PROBLEM REQUIREMENTS
Gather each line in the records below that contains the word "traffic", and copy those lines in full.

DATA FOR THIS EXERCISE
━━━━━━━━
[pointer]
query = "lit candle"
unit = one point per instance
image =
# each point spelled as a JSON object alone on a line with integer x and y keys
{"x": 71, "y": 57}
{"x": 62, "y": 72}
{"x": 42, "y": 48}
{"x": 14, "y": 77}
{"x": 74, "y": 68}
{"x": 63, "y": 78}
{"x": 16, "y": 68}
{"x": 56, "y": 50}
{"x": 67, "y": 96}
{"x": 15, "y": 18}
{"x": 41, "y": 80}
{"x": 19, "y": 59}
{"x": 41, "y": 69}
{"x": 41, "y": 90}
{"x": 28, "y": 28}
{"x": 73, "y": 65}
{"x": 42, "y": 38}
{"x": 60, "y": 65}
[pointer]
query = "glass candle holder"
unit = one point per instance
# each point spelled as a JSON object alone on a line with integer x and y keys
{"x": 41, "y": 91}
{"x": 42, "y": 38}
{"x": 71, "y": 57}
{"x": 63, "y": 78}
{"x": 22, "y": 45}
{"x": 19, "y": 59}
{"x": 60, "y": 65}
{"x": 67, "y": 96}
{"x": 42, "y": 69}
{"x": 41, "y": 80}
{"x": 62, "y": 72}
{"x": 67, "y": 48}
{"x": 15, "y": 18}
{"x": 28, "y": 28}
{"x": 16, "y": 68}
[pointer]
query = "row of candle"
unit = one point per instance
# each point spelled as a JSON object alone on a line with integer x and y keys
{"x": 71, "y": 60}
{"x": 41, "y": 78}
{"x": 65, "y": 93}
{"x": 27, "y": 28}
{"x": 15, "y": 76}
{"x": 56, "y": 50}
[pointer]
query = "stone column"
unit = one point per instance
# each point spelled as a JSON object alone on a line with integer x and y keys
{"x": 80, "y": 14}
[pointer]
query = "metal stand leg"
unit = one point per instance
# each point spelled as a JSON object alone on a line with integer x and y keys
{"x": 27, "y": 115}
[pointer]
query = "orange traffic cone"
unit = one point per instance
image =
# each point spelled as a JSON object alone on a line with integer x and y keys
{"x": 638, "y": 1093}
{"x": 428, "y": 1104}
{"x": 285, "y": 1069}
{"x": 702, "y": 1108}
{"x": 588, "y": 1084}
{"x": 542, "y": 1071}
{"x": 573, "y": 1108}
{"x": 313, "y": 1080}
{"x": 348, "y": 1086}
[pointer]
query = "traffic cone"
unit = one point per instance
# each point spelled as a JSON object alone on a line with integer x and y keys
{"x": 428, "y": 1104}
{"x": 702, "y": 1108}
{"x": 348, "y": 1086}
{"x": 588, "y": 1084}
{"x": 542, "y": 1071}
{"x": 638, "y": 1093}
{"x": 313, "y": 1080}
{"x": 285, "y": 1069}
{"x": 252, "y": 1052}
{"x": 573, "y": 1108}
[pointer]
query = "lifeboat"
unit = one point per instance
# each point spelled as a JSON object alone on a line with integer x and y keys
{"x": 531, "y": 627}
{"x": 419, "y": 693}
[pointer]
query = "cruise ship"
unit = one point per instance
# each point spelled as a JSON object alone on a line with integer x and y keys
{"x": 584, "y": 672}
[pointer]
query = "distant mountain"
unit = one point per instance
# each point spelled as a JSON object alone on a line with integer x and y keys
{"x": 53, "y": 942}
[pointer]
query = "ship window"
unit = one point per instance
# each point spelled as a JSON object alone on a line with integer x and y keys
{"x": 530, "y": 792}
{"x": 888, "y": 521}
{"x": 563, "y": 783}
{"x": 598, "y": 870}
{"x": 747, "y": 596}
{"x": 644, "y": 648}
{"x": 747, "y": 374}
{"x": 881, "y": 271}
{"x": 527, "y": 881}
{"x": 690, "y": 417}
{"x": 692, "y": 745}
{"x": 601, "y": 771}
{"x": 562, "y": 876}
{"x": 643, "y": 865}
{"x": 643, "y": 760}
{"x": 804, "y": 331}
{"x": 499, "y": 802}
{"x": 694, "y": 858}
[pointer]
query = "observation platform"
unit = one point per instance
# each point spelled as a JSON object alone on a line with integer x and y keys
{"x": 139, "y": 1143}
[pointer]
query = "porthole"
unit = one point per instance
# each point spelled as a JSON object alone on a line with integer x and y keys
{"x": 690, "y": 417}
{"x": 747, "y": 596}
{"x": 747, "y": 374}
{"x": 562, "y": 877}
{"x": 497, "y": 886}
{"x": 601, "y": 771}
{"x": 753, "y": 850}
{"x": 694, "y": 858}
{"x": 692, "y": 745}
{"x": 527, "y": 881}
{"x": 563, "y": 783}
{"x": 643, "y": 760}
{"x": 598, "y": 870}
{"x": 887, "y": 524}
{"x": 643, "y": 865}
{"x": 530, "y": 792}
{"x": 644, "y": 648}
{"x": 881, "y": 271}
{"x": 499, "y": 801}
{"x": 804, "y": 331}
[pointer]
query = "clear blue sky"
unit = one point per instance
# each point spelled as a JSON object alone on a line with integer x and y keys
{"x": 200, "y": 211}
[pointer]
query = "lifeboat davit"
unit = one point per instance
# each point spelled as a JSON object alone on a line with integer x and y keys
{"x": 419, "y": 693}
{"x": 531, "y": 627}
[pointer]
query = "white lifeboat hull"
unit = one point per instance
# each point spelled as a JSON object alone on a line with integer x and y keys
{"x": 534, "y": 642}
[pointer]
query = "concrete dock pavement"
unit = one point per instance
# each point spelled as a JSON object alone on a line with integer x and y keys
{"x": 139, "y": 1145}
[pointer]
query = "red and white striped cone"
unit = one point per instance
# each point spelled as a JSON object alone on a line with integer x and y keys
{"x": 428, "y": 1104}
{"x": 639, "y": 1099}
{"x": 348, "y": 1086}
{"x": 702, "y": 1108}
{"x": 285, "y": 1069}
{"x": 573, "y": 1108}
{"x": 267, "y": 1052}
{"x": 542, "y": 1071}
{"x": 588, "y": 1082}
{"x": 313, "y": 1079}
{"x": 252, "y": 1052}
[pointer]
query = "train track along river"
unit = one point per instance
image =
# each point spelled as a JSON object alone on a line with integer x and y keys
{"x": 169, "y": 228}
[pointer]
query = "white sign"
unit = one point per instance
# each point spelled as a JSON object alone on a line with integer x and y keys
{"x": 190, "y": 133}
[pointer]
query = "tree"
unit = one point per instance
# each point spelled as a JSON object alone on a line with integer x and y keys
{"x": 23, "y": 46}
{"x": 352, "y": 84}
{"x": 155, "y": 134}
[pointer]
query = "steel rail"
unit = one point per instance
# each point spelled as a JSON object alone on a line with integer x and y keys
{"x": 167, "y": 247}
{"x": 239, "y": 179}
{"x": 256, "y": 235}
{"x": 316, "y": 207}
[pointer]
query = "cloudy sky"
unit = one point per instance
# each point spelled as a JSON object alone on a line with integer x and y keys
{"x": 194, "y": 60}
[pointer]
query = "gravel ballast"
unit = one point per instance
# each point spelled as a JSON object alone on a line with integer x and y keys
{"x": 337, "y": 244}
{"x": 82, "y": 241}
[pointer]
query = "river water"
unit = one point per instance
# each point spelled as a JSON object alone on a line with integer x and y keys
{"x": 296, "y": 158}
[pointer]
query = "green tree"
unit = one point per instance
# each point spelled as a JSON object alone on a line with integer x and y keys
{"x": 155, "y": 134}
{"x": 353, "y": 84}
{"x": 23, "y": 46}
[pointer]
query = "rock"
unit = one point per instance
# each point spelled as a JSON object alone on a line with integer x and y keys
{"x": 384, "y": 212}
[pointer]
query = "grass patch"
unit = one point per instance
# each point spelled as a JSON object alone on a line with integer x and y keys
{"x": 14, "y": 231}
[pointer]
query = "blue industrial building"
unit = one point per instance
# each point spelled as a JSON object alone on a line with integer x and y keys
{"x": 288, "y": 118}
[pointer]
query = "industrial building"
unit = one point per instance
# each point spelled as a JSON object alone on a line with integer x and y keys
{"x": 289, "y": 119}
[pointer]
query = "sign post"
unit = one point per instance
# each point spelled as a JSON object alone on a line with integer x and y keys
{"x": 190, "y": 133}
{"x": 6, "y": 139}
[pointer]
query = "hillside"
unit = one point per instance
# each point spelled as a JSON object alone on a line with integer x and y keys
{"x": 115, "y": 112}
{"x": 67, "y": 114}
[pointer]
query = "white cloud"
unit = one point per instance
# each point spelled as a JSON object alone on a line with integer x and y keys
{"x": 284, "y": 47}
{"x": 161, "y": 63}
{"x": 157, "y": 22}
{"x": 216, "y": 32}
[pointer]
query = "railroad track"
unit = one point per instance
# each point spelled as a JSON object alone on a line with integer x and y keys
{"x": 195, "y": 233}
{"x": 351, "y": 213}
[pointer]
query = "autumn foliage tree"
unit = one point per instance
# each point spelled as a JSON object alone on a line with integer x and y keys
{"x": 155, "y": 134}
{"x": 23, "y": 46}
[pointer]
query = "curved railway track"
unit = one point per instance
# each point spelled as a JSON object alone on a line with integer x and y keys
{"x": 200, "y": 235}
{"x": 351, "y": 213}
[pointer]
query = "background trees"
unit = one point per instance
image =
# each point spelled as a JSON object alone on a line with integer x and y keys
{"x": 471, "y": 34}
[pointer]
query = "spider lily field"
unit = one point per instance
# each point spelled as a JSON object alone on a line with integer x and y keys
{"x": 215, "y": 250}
━━━━━━━━
RESPONSE
query = "orange traffic cone"
query = "traffic cone"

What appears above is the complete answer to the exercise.